→ PROBLEM:
List each line of the records that contains the string "positive", treating uppercase and lowercase letters as distinct.

→ SOURCE DATA:
:::::
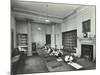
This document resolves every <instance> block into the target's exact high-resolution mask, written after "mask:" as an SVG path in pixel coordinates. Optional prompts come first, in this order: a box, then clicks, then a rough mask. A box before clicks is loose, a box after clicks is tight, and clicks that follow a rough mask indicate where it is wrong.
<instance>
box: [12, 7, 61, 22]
mask: <svg viewBox="0 0 100 75" xmlns="http://www.w3.org/2000/svg"><path fill="white" fill-rule="evenodd" d="M13 11H15V12H22V13H25V14H31V15H37V16H42V17H49V18H56V19H62V20H63V18H60V17H55V16H49V15H48V16H47V15H42V14H41V13H39V12H34V11H29V10H25V9H20V8H13Z"/></svg>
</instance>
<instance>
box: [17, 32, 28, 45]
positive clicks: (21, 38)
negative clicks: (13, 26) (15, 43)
mask: <svg viewBox="0 0 100 75" xmlns="http://www.w3.org/2000/svg"><path fill="white" fill-rule="evenodd" d="M27 45H28V35H27V34H23V33H18V34H17V46H27Z"/></svg>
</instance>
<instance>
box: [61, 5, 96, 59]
mask: <svg viewBox="0 0 100 75" xmlns="http://www.w3.org/2000/svg"><path fill="white" fill-rule="evenodd" d="M88 19H90V20H91V32H89V34H90V35H91V36H94V35H95V7H94V6H86V7H84V8H82V9H79V10H77V11H76V12H75V13H74V14H73V15H71V16H70V17H68V18H67V19H65V20H64V22H63V23H62V24H61V31H62V32H65V31H71V30H74V29H77V37H80V38H83V33H82V22H83V21H85V20H88ZM93 45H94V44H93ZM77 48H78V50H77V55H78V56H81V42H80V41H79V40H77ZM95 51H96V50H95V45H94V58H95Z"/></svg>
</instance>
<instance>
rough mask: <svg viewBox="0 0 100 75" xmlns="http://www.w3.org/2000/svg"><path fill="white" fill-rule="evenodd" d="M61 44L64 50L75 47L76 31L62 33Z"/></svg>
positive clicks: (76, 46)
mask: <svg viewBox="0 0 100 75" xmlns="http://www.w3.org/2000/svg"><path fill="white" fill-rule="evenodd" d="M62 44H63V46H64V47H65V48H68V49H69V48H72V47H77V30H72V31H68V32H63V33H62Z"/></svg>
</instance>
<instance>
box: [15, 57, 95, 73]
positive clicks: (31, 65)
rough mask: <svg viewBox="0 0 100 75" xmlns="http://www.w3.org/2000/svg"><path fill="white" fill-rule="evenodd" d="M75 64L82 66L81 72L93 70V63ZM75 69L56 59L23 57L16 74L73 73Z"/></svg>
mask: <svg viewBox="0 0 100 75" xmlns="http://www.w3.org/2000/svg"><path fill="white" fill-rule="evenodd" d="M77 63H79V64H81V65H83V66H84V69H83V70H87V69H88V70H89V69H95V68H96V66H95V64H94V63H91V62H85V61H84V60H82V59H81V60H78V61H77ZM74 70H75V68H73V67H72V66H70V65H68V64H67V63H65V62H63V61H60V62H59V61H57V58H56V57H53V56H46V57H42V56H39V55H34V56H31V57H28V56H26V57H24V58H23V59H22V60H21V61H20V63H19V65H18V68H17V70H16V74H31V73H45V72H59V71H74Z"/></svg>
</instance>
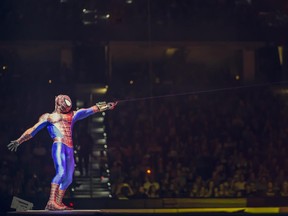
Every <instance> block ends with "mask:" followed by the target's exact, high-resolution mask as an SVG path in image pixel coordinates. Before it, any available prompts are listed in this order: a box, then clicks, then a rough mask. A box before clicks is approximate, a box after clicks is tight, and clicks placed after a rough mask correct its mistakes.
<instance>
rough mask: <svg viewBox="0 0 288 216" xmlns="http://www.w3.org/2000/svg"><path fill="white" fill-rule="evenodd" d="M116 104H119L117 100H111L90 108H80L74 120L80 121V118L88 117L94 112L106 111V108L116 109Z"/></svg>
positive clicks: (80, 119) (100, 102)
mask: <svg viewBox="0 0 288 216" xmlns="http://www.w3.org/2000/svg"><path fill="white" fill-rule="evenodd" d="M116 105H117V102H110V103H106V102H99V103H96V104H95V105H94V106H92V107H90V108H86V109H85V108H82V109H79V110H77V111H76V113H75V115H74V120H75V121H78V120H81V119H84V118H87V117H88V116H90V115H92V114H94V113H97V112H104V111H106V110H112V109H114V107H115V106H116Z"/></svg>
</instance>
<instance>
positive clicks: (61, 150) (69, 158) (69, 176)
mask: <svg viewBox="0 0 288 216" xmlns="http://www.w3.org/2000/svg"><path fill="white" fill-rule="evenodd" d="M116 104H117V102H115V103H114V102H110V103H106V102H99V103H96V104H95V105H94V106H92V107H90V108H86V109H84V108H83V109H79V110H77V111H72V110H71V108H72V101H71V99H70V97H69V96H67V95H58V96H57V97H56V98H55V110H54V112H52V113H45V114H43V115H42V116H41V117H40V118H39V121H38V122H37V123H36V124H35V125H34V126H33V127H31V128H29V129H28V130H26V131H25V132H24V133H23V134H22V135H21V136H20V138H18V139H17V140H14V141H11V142H10V144H8V148H9V149H10V150H11V151H16V150H17V148H18V146H19V145H20V144H21V143H23V142H25V141H27V140H29V139H31V138H32V137H33V136H35V135H36V134H37V132H39V131H40V130H41V129H43V128H45V127H46V128H47V130H48V132H49V135H50V137H51V138H52V139H53V145H52V158H53V161H54V167H55V170H56V175H55V177H54V178H53V180H52V182H51V191H50V197H49V201H48V203H47V205H46V207H45V209H47V210H69V209H72V208H70V207H68V206H66V205H64V204H63V203H62V199H63V197H64V194H65V191H66V189H67V188H68V186H69V185H70V184H71V183H72V179H73V173H74V166H75V162H74V150H73V141H72V130H73V125H74V124H75V122H76V121H78V120H81V119H84V118H86V117H88V116H90V115H92V114H94V113H97V112H103V111H106V110H111V109H113V108H114V107H115V106H116Z"/></svg>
:::::
→ OUTPUT BELOW:
positive clicks: (21, 38)
positive clicks: (76, 46)
positive clicks: (31, 65)
positive clicks: (80, 119) (100, 102)
positive clicks: (61, 150) (69, 158) (69, 176)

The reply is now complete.